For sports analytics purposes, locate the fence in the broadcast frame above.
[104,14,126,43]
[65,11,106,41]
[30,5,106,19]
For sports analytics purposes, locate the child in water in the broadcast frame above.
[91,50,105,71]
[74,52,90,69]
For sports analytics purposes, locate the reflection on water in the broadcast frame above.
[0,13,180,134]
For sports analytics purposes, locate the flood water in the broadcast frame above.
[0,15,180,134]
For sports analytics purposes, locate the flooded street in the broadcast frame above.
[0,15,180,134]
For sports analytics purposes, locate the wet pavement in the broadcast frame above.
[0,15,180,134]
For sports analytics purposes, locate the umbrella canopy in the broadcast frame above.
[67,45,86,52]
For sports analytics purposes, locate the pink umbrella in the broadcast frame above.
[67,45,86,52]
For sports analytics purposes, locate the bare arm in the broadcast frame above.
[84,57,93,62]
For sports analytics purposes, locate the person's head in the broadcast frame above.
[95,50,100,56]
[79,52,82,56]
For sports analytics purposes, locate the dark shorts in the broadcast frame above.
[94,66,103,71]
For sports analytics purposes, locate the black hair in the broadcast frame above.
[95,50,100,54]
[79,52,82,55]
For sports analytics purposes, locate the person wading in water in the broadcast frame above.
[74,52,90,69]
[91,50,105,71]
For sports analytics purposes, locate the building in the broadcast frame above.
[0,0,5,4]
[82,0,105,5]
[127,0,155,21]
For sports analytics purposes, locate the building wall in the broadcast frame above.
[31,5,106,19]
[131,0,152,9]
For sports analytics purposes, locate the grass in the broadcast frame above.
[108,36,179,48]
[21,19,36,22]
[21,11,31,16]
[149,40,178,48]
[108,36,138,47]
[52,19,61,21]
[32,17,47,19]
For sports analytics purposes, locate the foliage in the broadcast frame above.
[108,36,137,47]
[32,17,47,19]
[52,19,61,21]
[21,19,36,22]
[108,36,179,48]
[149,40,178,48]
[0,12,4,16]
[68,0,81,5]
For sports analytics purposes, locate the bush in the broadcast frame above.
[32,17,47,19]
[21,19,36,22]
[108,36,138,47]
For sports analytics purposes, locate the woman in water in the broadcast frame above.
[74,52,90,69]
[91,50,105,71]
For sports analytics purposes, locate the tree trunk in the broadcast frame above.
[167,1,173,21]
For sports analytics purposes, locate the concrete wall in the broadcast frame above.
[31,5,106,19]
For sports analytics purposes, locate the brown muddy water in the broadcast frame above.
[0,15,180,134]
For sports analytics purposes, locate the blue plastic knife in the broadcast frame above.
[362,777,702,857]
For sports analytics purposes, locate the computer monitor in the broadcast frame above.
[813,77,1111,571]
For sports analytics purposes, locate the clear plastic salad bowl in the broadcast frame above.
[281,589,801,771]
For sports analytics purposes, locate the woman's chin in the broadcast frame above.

────

Reproduce the rows above word for word, starting at the line containing "For sports analytics purposes, locate the umbrella" and ending at the line containing "[84,57,93,62]".

For sports analytics purposes, locate the umbrella canopy in the broadcast frame above.
[67,45,86,52]
For sports analytics purposes, locate the pink umbrella in the broadcast frame above.
[67,45,86,52]
For sports analytics purposes, locate the bare arm in the broadcast frame above.
[84,57,93,62]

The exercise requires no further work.